(Saved entries)
↓

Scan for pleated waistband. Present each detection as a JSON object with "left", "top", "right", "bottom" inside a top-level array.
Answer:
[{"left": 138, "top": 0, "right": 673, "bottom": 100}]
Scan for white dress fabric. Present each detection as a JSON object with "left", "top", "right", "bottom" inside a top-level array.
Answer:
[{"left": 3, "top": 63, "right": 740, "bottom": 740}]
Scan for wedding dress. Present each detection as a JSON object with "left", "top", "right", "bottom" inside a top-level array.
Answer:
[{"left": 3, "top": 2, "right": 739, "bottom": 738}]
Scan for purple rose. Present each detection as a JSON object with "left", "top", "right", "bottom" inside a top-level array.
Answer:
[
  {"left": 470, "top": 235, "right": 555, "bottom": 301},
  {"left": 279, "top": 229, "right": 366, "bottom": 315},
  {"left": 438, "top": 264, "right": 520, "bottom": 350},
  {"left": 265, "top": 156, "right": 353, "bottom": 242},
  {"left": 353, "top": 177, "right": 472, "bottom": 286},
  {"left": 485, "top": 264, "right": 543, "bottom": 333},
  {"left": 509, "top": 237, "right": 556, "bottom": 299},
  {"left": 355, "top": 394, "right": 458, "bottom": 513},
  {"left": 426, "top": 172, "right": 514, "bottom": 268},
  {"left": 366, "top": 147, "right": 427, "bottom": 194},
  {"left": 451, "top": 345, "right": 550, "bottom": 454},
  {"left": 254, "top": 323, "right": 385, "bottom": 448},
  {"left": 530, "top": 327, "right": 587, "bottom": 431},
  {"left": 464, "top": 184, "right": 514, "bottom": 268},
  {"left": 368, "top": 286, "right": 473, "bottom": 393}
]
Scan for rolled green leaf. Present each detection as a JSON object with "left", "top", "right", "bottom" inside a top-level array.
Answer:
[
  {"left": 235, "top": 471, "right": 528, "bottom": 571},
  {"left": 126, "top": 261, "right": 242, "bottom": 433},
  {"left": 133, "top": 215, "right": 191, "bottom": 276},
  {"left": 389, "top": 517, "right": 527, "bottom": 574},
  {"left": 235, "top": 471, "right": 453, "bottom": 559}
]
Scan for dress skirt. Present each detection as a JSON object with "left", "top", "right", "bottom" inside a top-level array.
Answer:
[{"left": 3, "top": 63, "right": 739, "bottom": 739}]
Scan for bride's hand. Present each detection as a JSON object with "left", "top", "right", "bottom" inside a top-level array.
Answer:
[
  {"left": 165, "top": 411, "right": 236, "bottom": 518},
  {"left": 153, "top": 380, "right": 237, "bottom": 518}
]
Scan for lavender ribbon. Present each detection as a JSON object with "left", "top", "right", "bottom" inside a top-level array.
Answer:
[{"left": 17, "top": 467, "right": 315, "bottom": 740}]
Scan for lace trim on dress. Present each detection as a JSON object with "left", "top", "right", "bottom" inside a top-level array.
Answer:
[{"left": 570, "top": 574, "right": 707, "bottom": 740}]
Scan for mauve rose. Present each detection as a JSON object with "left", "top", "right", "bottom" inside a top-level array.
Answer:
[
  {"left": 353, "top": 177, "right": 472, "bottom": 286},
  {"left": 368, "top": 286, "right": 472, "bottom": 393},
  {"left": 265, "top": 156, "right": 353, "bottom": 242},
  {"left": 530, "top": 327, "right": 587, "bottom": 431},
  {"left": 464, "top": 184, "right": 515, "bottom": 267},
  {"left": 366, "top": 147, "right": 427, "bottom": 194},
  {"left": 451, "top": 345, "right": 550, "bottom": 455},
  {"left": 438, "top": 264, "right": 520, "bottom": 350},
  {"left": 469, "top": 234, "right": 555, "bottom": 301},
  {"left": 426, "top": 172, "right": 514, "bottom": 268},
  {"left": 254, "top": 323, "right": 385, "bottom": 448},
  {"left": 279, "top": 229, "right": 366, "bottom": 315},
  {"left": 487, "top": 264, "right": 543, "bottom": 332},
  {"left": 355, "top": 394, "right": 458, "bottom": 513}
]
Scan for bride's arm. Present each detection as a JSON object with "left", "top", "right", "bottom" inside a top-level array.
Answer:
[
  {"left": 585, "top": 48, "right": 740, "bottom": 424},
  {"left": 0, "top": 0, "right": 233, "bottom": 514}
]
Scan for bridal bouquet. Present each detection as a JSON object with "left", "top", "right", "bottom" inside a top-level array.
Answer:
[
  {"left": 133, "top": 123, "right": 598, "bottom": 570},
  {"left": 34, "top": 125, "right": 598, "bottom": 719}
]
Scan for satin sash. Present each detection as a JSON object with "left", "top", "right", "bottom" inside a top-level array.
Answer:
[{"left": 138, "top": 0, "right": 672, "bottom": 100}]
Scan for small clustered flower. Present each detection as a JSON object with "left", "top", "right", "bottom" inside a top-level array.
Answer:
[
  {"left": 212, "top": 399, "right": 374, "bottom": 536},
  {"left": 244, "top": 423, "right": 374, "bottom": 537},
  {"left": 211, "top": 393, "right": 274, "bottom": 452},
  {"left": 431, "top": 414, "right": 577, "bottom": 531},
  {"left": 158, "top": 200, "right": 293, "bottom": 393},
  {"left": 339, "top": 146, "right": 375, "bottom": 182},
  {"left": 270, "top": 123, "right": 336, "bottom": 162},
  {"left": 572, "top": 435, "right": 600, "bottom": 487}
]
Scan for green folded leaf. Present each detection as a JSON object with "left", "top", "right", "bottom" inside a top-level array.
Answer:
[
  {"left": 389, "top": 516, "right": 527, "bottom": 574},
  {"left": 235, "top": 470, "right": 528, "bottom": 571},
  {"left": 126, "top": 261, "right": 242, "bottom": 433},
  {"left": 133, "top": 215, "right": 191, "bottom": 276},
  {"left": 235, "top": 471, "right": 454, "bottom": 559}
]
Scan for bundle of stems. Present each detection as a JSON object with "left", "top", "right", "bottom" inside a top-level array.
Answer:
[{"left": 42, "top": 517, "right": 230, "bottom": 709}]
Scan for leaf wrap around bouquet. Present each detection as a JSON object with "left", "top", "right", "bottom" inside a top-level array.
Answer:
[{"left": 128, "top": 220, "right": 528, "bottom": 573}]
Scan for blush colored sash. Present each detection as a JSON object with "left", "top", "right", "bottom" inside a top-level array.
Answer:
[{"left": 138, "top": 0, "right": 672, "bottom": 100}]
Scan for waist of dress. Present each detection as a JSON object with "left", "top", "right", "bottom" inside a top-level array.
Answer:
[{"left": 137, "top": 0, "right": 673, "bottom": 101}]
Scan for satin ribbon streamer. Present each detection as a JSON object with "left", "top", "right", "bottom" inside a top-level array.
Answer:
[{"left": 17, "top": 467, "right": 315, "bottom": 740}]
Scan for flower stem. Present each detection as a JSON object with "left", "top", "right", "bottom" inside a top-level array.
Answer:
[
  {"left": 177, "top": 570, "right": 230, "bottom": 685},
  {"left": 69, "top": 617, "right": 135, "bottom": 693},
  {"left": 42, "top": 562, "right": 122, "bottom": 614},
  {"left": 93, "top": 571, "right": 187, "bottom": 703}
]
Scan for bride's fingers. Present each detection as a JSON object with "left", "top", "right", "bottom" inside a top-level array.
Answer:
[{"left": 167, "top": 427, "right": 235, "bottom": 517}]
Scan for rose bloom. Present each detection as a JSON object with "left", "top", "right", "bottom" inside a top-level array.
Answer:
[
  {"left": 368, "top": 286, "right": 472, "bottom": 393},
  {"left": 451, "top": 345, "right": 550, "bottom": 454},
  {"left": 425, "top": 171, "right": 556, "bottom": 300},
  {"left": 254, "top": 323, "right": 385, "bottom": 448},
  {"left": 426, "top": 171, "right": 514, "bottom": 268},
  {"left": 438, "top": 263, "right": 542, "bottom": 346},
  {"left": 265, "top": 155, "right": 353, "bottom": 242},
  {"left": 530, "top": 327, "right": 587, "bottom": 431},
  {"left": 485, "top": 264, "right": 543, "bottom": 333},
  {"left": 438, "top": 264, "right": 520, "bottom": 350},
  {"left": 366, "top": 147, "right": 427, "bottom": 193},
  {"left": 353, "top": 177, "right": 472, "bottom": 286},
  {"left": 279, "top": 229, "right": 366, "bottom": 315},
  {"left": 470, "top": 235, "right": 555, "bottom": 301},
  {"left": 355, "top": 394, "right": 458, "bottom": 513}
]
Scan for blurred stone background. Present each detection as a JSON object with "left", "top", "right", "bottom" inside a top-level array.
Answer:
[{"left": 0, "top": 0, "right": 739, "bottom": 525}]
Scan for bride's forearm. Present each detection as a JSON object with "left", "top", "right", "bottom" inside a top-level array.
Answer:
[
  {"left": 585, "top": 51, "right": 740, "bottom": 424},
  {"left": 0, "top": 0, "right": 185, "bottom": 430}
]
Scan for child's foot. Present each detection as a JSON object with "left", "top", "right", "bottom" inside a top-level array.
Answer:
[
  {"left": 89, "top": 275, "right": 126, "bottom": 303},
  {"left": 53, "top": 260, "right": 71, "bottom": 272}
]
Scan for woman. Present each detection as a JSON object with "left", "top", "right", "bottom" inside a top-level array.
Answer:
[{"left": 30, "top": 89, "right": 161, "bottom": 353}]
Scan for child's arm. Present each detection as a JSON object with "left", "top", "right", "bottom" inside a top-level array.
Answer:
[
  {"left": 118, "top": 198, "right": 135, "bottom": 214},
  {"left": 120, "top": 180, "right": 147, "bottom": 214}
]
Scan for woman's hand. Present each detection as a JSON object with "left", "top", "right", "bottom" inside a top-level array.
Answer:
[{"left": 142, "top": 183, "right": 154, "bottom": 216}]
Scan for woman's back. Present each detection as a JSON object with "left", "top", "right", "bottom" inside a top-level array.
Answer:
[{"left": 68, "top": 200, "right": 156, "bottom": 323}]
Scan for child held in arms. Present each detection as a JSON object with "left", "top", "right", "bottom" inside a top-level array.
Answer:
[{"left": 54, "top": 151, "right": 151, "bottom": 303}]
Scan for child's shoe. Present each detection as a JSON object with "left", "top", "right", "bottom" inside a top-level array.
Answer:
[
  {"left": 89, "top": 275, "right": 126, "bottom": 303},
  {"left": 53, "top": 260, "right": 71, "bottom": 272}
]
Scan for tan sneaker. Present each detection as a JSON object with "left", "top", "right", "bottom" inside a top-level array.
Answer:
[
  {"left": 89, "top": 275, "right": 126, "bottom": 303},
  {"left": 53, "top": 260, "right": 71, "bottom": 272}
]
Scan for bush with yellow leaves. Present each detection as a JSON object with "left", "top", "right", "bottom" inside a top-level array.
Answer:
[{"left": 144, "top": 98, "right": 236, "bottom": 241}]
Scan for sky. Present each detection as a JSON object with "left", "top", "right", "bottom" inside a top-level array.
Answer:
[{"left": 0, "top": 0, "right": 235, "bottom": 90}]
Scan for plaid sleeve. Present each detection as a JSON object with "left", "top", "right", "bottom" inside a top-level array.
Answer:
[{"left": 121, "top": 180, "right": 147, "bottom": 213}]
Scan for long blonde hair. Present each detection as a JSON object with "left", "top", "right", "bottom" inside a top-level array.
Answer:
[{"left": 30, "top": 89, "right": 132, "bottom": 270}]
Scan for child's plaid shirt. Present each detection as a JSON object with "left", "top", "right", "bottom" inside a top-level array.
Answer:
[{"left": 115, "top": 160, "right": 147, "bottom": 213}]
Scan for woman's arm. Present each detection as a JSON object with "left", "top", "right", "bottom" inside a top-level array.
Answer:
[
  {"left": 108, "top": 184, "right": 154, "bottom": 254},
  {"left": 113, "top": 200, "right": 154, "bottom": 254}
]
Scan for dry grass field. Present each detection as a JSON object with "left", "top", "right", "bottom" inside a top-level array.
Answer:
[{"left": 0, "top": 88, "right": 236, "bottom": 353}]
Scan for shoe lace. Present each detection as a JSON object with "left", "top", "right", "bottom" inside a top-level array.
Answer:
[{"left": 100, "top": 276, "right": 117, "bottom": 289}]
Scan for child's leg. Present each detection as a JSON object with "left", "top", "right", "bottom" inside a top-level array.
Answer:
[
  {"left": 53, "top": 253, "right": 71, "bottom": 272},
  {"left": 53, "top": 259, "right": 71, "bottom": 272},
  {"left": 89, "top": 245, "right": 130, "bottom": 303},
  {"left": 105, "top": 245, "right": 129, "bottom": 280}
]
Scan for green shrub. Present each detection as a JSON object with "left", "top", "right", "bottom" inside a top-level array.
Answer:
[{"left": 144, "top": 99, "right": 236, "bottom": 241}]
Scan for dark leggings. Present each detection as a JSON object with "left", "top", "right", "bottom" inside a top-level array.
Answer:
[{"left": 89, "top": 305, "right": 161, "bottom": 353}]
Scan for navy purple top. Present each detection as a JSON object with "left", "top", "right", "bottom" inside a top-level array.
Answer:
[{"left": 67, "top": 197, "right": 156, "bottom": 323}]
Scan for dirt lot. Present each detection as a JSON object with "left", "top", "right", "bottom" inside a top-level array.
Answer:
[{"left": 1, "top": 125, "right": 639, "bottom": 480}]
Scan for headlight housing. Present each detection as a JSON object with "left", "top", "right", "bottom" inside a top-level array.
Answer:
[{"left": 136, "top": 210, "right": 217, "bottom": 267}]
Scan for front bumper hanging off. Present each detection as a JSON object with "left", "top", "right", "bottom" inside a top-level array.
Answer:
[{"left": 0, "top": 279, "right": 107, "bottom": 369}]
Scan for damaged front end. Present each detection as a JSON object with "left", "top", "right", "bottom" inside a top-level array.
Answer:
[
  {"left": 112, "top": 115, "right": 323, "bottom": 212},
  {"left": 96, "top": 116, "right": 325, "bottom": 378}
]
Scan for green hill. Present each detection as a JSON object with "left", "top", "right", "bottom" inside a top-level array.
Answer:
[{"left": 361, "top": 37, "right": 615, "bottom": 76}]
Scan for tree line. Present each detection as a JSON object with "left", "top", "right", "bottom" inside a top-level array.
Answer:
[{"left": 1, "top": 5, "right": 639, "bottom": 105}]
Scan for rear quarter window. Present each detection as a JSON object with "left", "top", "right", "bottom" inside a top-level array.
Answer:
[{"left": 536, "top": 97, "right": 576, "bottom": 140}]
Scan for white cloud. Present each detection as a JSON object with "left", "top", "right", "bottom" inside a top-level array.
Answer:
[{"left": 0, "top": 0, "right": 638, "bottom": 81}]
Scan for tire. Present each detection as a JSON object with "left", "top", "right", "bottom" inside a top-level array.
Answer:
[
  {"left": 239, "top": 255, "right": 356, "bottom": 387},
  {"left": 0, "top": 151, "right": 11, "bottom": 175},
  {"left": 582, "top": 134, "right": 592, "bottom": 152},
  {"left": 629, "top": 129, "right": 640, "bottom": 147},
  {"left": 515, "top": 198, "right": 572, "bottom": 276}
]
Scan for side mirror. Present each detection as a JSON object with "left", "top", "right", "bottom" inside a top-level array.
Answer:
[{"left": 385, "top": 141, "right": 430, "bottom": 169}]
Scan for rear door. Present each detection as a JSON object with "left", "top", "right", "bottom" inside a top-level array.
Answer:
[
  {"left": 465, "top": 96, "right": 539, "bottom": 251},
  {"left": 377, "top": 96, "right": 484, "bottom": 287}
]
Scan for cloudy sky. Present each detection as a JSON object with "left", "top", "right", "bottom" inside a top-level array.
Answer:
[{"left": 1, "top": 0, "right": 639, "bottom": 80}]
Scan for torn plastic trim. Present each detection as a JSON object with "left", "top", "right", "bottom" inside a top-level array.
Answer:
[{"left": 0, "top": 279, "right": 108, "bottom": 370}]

↑

▶ Task details
Across the entries above, how many lines contain "white"? Provide only the count.

▶ Expected answer
2